— Exercise aim —
Search the material for "paver" and show all lines that contain it.
════════════════
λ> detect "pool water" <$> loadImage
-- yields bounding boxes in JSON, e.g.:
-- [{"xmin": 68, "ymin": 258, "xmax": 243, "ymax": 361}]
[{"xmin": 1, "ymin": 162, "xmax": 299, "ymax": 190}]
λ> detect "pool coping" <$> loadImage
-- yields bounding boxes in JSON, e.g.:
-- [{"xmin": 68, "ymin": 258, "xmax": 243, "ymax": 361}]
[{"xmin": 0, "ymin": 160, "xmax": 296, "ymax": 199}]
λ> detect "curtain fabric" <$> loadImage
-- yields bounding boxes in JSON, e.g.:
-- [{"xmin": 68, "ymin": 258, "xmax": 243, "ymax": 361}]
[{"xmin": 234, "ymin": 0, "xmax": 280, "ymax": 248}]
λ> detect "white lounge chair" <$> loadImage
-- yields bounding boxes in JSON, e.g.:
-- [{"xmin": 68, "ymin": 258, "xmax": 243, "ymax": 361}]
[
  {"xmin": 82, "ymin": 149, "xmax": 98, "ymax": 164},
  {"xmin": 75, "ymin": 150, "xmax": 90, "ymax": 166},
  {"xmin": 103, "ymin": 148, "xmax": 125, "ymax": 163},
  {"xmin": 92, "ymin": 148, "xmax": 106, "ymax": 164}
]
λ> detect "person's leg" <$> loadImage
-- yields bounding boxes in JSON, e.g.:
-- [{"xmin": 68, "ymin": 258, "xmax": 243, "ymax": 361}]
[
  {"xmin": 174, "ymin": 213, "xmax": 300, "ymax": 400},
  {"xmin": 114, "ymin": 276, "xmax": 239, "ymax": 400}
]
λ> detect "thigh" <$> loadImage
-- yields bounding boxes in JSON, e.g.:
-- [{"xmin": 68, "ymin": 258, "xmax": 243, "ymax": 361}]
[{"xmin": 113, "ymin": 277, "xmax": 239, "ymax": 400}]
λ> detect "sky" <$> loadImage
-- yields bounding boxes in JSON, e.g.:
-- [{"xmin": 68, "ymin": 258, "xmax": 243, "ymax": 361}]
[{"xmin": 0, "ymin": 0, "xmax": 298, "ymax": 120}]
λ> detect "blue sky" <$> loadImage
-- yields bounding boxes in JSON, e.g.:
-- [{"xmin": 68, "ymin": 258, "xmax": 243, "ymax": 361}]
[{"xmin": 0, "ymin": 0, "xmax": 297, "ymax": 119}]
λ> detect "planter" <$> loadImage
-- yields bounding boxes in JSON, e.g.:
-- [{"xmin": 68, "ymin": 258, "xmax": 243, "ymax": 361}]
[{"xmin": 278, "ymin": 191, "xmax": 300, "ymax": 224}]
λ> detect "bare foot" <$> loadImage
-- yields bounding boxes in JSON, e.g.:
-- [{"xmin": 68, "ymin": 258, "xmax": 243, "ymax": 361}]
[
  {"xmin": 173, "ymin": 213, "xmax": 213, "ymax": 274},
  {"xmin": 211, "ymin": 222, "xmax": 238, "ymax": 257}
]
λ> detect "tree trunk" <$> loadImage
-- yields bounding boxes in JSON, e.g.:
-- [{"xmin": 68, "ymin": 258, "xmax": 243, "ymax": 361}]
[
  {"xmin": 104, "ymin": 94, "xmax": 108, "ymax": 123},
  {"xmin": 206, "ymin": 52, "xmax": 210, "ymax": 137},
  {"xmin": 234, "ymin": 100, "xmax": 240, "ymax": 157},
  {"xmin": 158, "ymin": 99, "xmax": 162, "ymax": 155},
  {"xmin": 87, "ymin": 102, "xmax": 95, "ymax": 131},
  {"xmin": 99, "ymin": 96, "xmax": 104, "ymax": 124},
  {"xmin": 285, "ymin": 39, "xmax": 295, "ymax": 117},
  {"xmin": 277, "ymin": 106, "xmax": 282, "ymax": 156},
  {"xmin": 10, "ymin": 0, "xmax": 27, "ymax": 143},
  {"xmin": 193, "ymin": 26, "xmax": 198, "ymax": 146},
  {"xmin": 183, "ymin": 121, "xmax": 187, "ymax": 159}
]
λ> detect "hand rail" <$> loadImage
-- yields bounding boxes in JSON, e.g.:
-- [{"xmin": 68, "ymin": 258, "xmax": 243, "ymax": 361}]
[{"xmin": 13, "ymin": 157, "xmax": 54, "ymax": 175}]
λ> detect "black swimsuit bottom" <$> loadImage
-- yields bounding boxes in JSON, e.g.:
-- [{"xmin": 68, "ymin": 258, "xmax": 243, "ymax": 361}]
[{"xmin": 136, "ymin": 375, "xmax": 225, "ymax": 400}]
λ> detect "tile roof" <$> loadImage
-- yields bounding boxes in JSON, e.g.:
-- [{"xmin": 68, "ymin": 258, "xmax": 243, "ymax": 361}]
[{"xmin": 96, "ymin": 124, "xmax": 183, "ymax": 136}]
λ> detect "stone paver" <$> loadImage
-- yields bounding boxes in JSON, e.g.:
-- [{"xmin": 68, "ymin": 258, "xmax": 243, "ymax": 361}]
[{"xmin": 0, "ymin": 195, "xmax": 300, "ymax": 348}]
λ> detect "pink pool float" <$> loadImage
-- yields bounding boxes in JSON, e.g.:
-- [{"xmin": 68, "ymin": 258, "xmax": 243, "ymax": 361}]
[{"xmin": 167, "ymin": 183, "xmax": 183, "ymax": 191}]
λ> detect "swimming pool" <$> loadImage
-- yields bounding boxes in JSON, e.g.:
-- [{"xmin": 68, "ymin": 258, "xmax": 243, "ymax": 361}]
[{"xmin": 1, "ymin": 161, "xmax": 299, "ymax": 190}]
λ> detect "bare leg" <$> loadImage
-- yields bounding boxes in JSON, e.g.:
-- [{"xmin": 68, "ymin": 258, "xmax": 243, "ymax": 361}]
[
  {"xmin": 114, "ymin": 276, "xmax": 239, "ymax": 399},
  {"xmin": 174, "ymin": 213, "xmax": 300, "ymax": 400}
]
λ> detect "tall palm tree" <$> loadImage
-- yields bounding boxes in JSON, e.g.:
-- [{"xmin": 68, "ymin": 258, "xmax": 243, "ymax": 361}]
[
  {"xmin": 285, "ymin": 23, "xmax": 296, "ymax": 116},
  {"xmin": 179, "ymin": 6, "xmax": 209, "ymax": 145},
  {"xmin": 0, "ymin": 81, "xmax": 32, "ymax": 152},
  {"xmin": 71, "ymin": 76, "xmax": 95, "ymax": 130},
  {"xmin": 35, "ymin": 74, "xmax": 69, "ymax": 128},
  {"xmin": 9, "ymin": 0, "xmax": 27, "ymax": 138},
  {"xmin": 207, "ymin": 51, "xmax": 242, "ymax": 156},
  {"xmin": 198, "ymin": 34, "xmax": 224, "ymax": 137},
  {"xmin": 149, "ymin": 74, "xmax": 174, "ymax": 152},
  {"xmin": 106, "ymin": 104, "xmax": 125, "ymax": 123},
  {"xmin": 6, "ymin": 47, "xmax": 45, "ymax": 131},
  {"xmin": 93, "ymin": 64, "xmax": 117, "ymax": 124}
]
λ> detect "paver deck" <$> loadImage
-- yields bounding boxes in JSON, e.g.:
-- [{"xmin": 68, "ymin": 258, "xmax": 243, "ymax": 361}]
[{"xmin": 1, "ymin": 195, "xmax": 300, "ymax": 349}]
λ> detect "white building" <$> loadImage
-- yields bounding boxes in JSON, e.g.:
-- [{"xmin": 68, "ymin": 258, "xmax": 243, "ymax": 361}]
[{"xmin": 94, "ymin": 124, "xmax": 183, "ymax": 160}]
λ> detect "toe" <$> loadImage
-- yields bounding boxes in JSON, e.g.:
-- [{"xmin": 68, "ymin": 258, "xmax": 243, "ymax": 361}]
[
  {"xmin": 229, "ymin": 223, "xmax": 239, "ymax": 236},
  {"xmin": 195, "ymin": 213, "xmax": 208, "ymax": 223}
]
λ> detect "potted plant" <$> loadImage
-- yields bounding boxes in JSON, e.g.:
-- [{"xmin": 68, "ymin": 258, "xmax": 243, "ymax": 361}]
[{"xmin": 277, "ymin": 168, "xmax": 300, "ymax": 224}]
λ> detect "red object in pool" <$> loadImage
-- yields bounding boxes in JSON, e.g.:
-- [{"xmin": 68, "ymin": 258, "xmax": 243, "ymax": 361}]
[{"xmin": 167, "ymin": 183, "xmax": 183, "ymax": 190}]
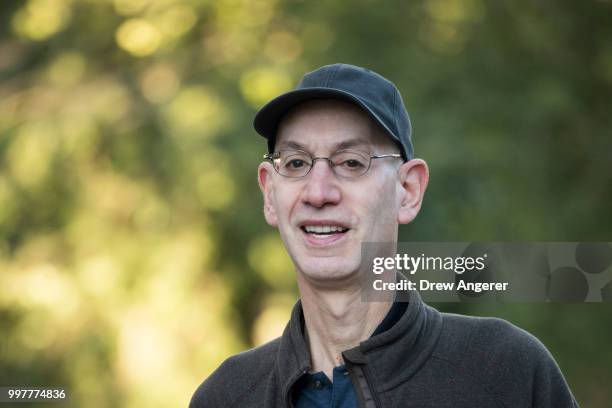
════════════════
— Written answer —
λ> detect "stone paver" <$> loadImage
λ> detect "paver deck" <$> loadImage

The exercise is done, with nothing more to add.